*** Opening of Input data ***

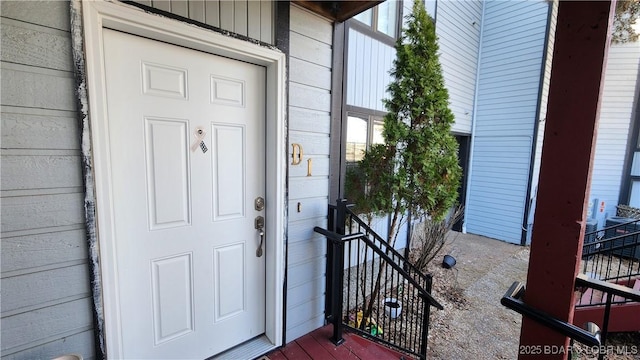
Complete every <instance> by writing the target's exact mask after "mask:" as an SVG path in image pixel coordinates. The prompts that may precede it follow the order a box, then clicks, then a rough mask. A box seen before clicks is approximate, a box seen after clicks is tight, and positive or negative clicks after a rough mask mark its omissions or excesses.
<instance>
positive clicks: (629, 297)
mask: <svg viewBox="0 0 640 360" xmlns="http://www.w3.org/2000/svg"><path fill="white" fill-rule="evenodd" d="M576 289H578V290H579V292H584V291H587V289H591V290H592V291H598V292H600V293H602V294H603V298H604V299H605V300H604V306H605V308H604V314H603V316H602V333H601V341H602V344H605V342H606V341H607V333H608V330H609V317H610V316H611V305H613V304H615V303H616V301H615V299H621V301H618V302H627V301H628V302H640V291H635V290H633V289H631V288H629V287H627V286H622V285H618V284H615V283H611V282H608V281H602V280H597V279H593V278H591V277H589V276H587V275H585V274H578V276H576Z"/></svg>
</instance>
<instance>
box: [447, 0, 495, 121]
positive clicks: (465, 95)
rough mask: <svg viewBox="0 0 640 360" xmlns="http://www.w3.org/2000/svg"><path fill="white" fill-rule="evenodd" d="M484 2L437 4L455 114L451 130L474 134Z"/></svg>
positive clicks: (464, 2) (447, 1)
mask: <svg viewBox="0 0 640 360" xmlns="http://www.w3.org/2000/svg"><path fill="white" fill-rule="evenodd" d="M482 6H483V5H482V1H439V2H438V6H437V8H436V35H437V36H438V45H439V46H440V63H441V64H442V74H443V76H444V82H445V85H446V87H447V89H448V90H449V101H450V103H451V105H450V109H451V111H452V112H453V114H454V116H455V123H454V125H453V126H452V128H451V131H453V132H455V133H459V134H471V119H472V116H473V106H474V104H473V102H474V99H475V90H476V75H477V69H478V48H479V45H480V24H481V18H482Z"/></svg>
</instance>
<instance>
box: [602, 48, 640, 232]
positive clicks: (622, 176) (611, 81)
mask: <svg viewBox="0 0 640 360" xmlns="http://www.w3.org/2000/svg"><path fill="white" fill-rule="evenodd" d="M639 62H640V42H634V43H627V44H612V45H611V47H610V48H609V56H608V60H607V65H606V66H607V67H606V70H605V77H604V88H603V93H602V103H601V107H600V119H599V124H598V136H597V139H596V147H595V156H594V159H593V170H592V171H593V172H592V178H591V193H590V197H591V198H597V199H598V200H600V201H605V203H606V207H605V210H604V212H603V213H598V214H597V218H598V219H599V221H600V225H603V219H604V218H605V217H606V216H613V215H615V213H616V205H618V198H619V196H620V185H621V183H622V178H623V176H628V174H626V173H624V159H625V154H626V151H627V138H628V135H629V131H630V128H631V121H632V118H633V114H634V113H635V106H636V105H635V101H634V100H635V96H636V86H637V85H636V84H637V78H638V69H639V66H638V63H639ZM634 140H635V139H633V140H632V141H634Z"/></svg>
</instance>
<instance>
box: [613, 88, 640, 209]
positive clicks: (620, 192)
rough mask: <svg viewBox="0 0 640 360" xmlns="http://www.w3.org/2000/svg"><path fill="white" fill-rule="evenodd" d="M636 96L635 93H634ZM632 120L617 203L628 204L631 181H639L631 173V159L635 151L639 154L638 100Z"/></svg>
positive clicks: (631, 117)
mask: <svg viewBox="0 0 640 360" xmlns="http://www.w3.org/2000/svg"><path fill="white" fill-rule="evenodd" d="M636 97H637V94H636ZM633 111H634V112H633V114H632V117H631V118H632V121H631V124H630V125H629V130H630V132H629V137H628V139H627V152H626V156H625V160H624V165H623V173H622V181H621V186H620V195H619V198H618V204H623V205H630V203H631V195H632V192H633V191H632V190H633V183H634V182H636V181H640V175H633V174H632V170H633V159H634V157H635V154H636V153H639V154H640V101H637V102H636V104H634V107H633Z"/></svg>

*** Close of Input data ***

Print every line of the material exactly as written, but drop the pictures.

Complete every <instance> by writing the target's exact mask after "mask:" as an SVG path in image pixel coordinates. The prompts that may precede it follow the order a box, then clicks, then a rough mask. A box seen before clicks is approximate, a box seen after clicks is tight, and positive or negative clicks after a rough mask mark its omissions or excesses.
<instance>
positive clicks: (629, 297)
mask: <svg viewBox="0 0 640 360" xmlns="http://www.w3.org/2000/svg"><path fill="white" fill-rule="evenodd" d="M576 289H578V290H579V292H584V291H587V289H591V290H592V291H598V292H600V293H602V294H603V298H604V299H605V300H604V306H605V308H604V314H603V316H602V333H601V341H602V344H605V342H606V341H607V333H608V330H609V317H610V316H611V305H613V304H615V303H616V301H615V299H621V301H618V302H627V301H628V302H640V291H635V290H633V289H631V288H629V287H627V286H622V285H618V284H615V283H611V282H608V281H602V280H597V279H593V278H591V277H589V276H587V275H585V274H578V276H576Z"/></svg>
</instance>
<instance>
box: [447, 0, 495, 121]
positive clicks: (465, 95)
rough mask: <svg viewBox="0 0 640 360" xmlns="http://www.w3.org/2000/svg"><path fill="white" fill-rule="evenodd" d="M484 2L437 4L455 114L451 130L474 134Z"/></svg>
positive clicks: (464, 2) (447, 1)
mask: <svg viewBox="0 0 640 360" xmlns="http://www.w3.org/2000/svg"><path fill="white" fill-rule="evenodd" d="M482 6H483V5H482V1H439V2H438V6H437V8H436V35H437V36H438V45H439V46H440V63H441V64H442V74H443V76H444V82H445V85H446V87H447V89H448V90H449V101H450V103H451V105H450V109H451V111H452V112H453V114H454V116H455V123H454V125H453V126H452V128H451V131H453V132H455V133H459V134H471V119H472V116H473V106H474V104H473V102H474V99H475V90H476V75H477V69H478V48H479V45H480V24H481V18H482Z"/></svg>
</instance>
<instance>
box: [602, 48, 640, 232]
positive clicks: (622, 176) (611, 81)
mask: <svg viewBox="0 0 640 360" xmlns="http://www.w3.org/2000/svg"><path fill="white" fill-rule="evenodd" d="M639 62H640V42H634V43H627V44H612V45H611V47H610V48H609V56H608V60H607V65H606V66H607V67H606V70H605V77H604V88H603V93H602V103H601V107H600V119H599V124H598V136H597V139H596V147H595V156H594V159H593V170H592V171H593V172H592V178H591V193H590V197H591V198H597V199H598V200H600V201H605V203H606V207H605V210H604V212H603V213H598V214H597V218H598V219H599V221H600V225H603V219H604V218H605V217H606V216H613V215H615V213H616V205H618V198H619V196H620V185H621V183H622V178H623V176H628V174H626V173H624V159H625V154H626V151H627V138H628V135H629V131H630V128H631V121H632V118H633V114H634V113H635V106H636V105H635V101H634V100H635V96H636V86H637V85H636V84H637V78H638V69H639V66H638V63H639ZM634 140H635V139H633V140H632V141H634Z"/></svg>
</instance>
<instance>
box: [613, 88, 640, 209]
positive clicks: (620, 192)
rough mask: <svg viewBox="0 0 640 360" xmlns="http://www.w3.org/2000/svg"><path fill="white" fill-rule="evenodd" d="M636 96L635 93H634ZM632 120L617 203L628 204L631 181H639L631 173V159L635 151L639 154L638 100Z"/></svg>
positive clicks: (631, 117)
mask: <svg viewBox="0 0 640 360" xmlns="http://www.w3.org/2000/svg"><path fill="white" fill-rule="evenodd" d="M636 97H637V94H636ZM633 111H634V112H633V114H632V117H631V118H632V121H631V124H630V125H629V130H630V132H629V137H628V139H627V152H626V156H625V160H624V165H623V173H622V181H621V186H620V195H619V198H618V204H623V205H630V203H631V195H632V192H633V191H632V190H633V183H634V182H636V181H640V175H633V174H632V170H633V159H634V157H635V154H636V153H639V154H640V101H637V102H636V104H634V107H633Z"/></svg>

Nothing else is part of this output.